Start Passage to read

Doug Arrell is Professor and Chair of the Department of Theatre and Film at the University of Winnipeg. He did his undergraduate work at the University of Toronto and obtained his Ph.D. at the University of London. He was a founder and first Secretary-Treasurer of the Canadian Lesbian and Gay Studies Association. He is a director and dramaturge and the author of articles on Canadian theatre history, queer studies, and aesthetic theory.

Peter A. Campbell is Assistant Professor of Theater History and Criticism at Ramapo College. His scholarly and creative work focuses on contemporary versions of Greek tragedies. With his company, red handle, he is currently creating a trilogy of works: iph.then and Yellow Electras, as part of the Ontological-Hysteric Incubator in New York City, and Orestes/West, which was commissioned by Greasy Joan and Co. in Chicago.

Kimberly Fairbrother Canton is a Ph.D. candidate at the University of Toronto, where she is completing a dissertation titled " 'Opera Made New' and Anglo-American Literary Modernism: Pound, Stein, Joyce and Woolf."

Luc Gilleman teaches in the English Department and the Comparative Literature Program at Smith College. He is the author of John Osborne: Vituperative Artist (Routledge, 2002).

End Passage to read

### Requirement A
Quote the contributor biographies from "Luc Gilleman teaches" to "Artist (Routledge, 2002).", word for word.
The contributor biographies and the entries after them are unrelated.

Start Dataset

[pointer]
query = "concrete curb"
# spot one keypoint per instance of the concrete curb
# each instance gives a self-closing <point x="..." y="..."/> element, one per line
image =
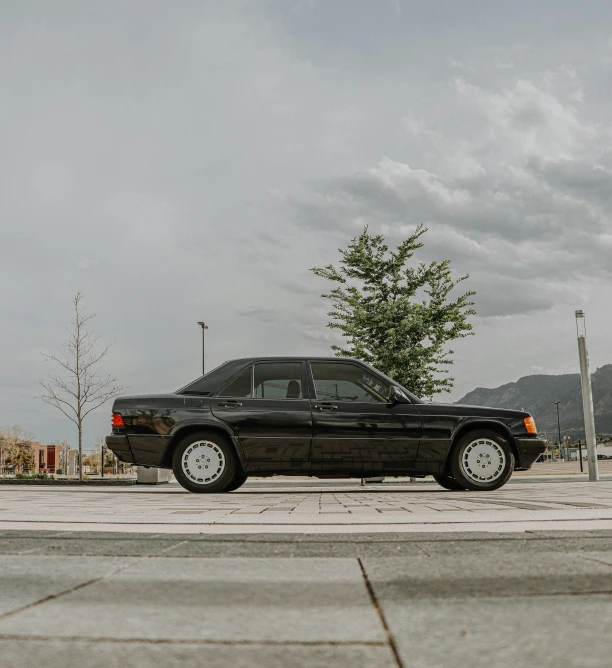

End Dataset

### Requirement B
Put every line of the entry above, after the contributor biographies, into a numbered list, skipping blank lines and omitting the picture.

### Correct result A
Luc Gilleman teaches in the English Department and the Comparative Literature Program at Smith College. He is the author of John Osborne: Vituperative Artist (Routledge, 2002).

### Correct result B
1. [pointer]
2. query = "concrete curb"
3. # spot one keypoint per instance of the concrete curb
4. # each instance gives a self-closing <point x="..." y="..."/> element, one per line
5. image =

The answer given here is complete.